*** LISTED RECORDS Section Begins ***

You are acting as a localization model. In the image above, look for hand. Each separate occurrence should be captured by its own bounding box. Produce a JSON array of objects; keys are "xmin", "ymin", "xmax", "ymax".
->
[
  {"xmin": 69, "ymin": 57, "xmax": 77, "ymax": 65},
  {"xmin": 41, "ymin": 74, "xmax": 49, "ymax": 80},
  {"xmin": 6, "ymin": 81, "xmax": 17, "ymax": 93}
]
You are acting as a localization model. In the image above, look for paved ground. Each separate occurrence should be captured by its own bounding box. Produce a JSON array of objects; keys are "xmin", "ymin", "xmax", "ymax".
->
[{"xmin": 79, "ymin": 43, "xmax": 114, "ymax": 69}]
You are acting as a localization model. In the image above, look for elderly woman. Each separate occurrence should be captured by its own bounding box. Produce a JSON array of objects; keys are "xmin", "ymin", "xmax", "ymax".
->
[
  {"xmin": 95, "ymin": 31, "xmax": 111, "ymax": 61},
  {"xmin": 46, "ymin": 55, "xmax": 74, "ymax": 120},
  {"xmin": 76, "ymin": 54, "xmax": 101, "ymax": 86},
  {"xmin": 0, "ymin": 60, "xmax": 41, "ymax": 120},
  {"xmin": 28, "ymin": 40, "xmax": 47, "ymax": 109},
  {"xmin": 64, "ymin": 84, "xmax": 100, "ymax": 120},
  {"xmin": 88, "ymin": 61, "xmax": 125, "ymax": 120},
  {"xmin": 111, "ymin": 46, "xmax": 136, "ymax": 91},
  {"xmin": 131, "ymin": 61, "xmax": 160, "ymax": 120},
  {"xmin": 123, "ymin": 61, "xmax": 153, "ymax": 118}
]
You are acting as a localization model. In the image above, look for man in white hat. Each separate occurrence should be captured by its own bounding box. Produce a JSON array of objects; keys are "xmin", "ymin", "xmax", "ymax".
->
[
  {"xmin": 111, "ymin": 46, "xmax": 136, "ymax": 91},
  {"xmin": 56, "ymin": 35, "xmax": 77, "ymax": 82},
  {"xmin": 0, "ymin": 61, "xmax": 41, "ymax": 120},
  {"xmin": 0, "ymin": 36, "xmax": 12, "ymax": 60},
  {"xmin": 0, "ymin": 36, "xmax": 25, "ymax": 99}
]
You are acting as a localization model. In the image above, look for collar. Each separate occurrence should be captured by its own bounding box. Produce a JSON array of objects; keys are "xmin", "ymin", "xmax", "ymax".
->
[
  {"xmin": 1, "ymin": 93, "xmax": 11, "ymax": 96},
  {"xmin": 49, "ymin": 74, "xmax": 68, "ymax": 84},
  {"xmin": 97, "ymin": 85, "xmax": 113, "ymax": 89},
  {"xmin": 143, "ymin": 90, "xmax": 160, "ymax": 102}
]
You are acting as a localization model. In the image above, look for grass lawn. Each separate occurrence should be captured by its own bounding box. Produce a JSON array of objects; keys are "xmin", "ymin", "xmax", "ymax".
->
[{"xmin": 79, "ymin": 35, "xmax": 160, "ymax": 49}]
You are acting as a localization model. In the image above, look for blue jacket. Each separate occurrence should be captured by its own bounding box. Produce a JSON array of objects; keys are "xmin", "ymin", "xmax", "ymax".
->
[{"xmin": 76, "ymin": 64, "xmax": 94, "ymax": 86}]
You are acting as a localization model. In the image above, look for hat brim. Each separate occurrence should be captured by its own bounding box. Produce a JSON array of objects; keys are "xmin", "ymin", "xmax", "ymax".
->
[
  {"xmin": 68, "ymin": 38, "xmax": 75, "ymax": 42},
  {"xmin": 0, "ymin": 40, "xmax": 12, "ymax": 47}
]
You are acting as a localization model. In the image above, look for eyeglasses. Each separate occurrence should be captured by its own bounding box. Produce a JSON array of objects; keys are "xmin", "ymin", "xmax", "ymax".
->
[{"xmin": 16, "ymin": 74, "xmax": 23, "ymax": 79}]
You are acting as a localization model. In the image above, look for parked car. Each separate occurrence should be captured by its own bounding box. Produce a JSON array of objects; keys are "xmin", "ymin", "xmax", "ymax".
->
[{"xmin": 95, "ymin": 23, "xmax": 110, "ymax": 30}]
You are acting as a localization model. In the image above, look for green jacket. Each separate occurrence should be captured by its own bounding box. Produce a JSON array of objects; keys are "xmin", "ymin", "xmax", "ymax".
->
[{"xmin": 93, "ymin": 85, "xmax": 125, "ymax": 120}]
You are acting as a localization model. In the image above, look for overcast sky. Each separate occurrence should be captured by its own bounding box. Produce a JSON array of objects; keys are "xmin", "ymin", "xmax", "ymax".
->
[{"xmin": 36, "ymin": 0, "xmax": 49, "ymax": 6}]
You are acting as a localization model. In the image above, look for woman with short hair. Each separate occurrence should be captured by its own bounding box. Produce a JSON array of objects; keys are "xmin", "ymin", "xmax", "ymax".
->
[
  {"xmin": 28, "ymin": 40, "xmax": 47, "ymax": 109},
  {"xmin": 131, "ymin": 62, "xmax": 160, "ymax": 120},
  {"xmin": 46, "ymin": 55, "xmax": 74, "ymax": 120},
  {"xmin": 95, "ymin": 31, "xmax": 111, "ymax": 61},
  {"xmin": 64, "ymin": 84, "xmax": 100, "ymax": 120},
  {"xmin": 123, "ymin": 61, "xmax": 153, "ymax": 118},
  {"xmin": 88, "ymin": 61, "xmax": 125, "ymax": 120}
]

*** LISTED RECORDS Section Ends ***

REQUIRED ACTION: From top to bottom, repeat the material above word for word.

RESPONSE:
You are acting as a localization model. In the image above, look for hand. Each separate occurrence should be captured by its own bounding box. Produce a JSON array of objects; keys are "xmin", "ymin", "xmax", "ymax".
->
[
  {"xmin": 69, "ymin": 57, "xmax": 77, "ymax": 65},
  {"xmin": 41, "ymin": 74, "xmax": 49, "ymax": 80},
  {"xmin": 6, "ymin": 81, "xmax": 17, "ymax": 93}
]
You are acting as a localization model. In the image above, look for paved ground. Each separate occurrence should be captured by its own bounding box. Produce a JSON array of objects; keys are "xmin", "ymin", "xmax", "ymax".
->
[{"xmin": 79, "ymin": 43, "xmax": 114, "ymax": 69}]
You are acting as a localization model. In the image above, look for elderly woman. Each separate occurrence should be captured by its own bounding box. Produce a JSON array of objects; keys are "xmin", "ymin", "xmax", "ymax".
->
[
  {"xmin": 95, "ymin": 31, "xmax": 111, "ymax": 61},
  {"xmin": 46, "ymin": 55, "xmax": 74, "ymax": 120},
  {"xmin": 76, "ymin": 54, "xmax": 101, "ymax": 86},
  {"xmin": 0, "ymin": 60, "xmax": 41, "ymax": 120},
  {"xmin": 28, "ymin": 40, "xmax": 47, "ymax": 109},
  {"xmin": 64, "ymin": 84, "xmax": 100, "ymax": 120},
  {"xmin": 88, "ymin": 61, "xmax": 125, "ymax": 120},
  {"xmin": 111, "ymin": 46, "xmax": 136, "ymax": 91},
  {"xmin": 131, "ymin": 61, "xmax": 160, "ymax": 120},
  {"xmin": 123, "ymin": 61, "xmax": 153, "ymax": 118}
]
You are acting as a localization model. In the image above, look for man in white hat. Each separate occurrence should be captured by its own bounding box. Produce a JSON array of objects; keys are "xmin", "ymin", "xmax", "ymax".
->
[
  {"xmin": 111, "ymin": 46, "xmax": 136, "ymax": 91},
  {"xmin": 56, "ymin": 35, "xmax": 77, "ymax": 82},
  {"xmin": 0, "ymin": 61, "xmax": 41, "ymax": 120},
  {"xmin": 0, "ymin": 36, "xmax": 12, "ymax": 60},
  {"xmin": 0, "ymin": 36, "xmax": 25, "ymax": 99}
]
You are acting as a localization model. In the image above, look for collar. Each separate occurrence should be captured by its own bounding box. Produce a JSON array of objects; keys are "xmin", "ymin", "xmax", "ymax".
->
[
  {"xmin": 1, "ymin": 93, "xmax": 11, "ymax": 96},
  {"xmin": 49, "ymin": 74, "xmax": 68, "ymax": 84},
  {"xmin": 97, "ymin": 85, "xmax": 113, "ymax": 89},
  {"xmin": 143, "ymin": 90, "xmax": 160, "ymax": 102}
]
You are acting as a localization model. In the image above, look for grass lawn. Each separate occurrence should be captured by its own bounding box. Produce a JSON array of objects; keys are "xmin", "ymin", "xmax", "ymax".
->
[{"xmin": 79, "ymin": 35, "xmax": 160, "ymax": 49}]
You are acting as a localization model. In the image above, look for blue jacket. Each separate occurrence should be captured by its own bounding box. Produce a JSON array of objects; keys are "xmin", "ymin", "xmax", "ymax".
->
[{"xmin": 76, "ymin": 64, "xmax": 94, "ymax": 86}]
You are acting as a localization model. In the image above, look for hat brim. Each separate occurrence should be captured by its own bounding box. Produce a JSON array of objects; keys are "xmin", "ymin", "xmax", "ymax".
->
[
  {"xmin": 68, "ymin": 38, "xmax": 75, "ymax": 42},
  {"xmin": 0, "ymin": 40, "xmax": 12, "ymax": 47}
]
You are acting as a localization model. In the image above, look for eyeglasses. Each separate occurrence should be captured by its own bounding box. Produce a JSON array of objects; keys are "xmin", "ymin", "xmax", "ymax".
->
[{"xmin": 16, "ymin": 74, "xmax": 23, "ymax": 79}]
You are acting as a localization model. In the image above, look for parked car. Each separate occurrence should be captured by its own bounding box. Produce a JSON array of objects; keys are "xmin", "ymin", "xmax", "ymax".
->
[{"xmin": 95, "ymin": 23, "xmax": 110, "ymax": 30}]
You are acting as a localization model. In the image above, look for green jacket. Each separate occurrence should be captured by its own bounding box. Produce a JSON array of objects; keys are "xmin", "ymin", "xmax", "ymax".
->
[{"xmin": 93, "ymin": 85, "xmax": 125, "ymax": 120}]
You are acting as a localization model. In the image above, look for overcast sky. Each separate occurrence should be captured by its own bounding box. Produce a JSON array of objects; keys are "xmin", "ymin", "xmax", "ymax".
->
[{"xmin": 36, "ymin": 0, "xmax": 49, "ymax": 6}]
You are acting as a localization model. In the image above, look for woman with short hair. Each separate occurrence should be captured by its own bounding box. Produce a JSON array of objects; keys are "xmin", "ymin", "xmax", "ymax".
->
[
  {"xmin": 28, "ymin": 40, "xmax": 47, "ymax": 109},
  {"xmin": 131, "ymin": 62, "xmax": 160, "ymax": 120},
  {"xmin": 46, "ymin": 55, "xmax": 74, "ymax": 120},
  {"xmin": 95, "ymin": 31, "xmax": 111, "ymax": 61},
  {"xmin": 64, "ymin": 84, "xmax": 100, "ymax": 120},
  {"xmin": 123, "ymin": 61, "xmax": 153, "ymax": 118},
  {"xmin": 88, "ymin": 61, "xmax": 125, "ymax": 120}
]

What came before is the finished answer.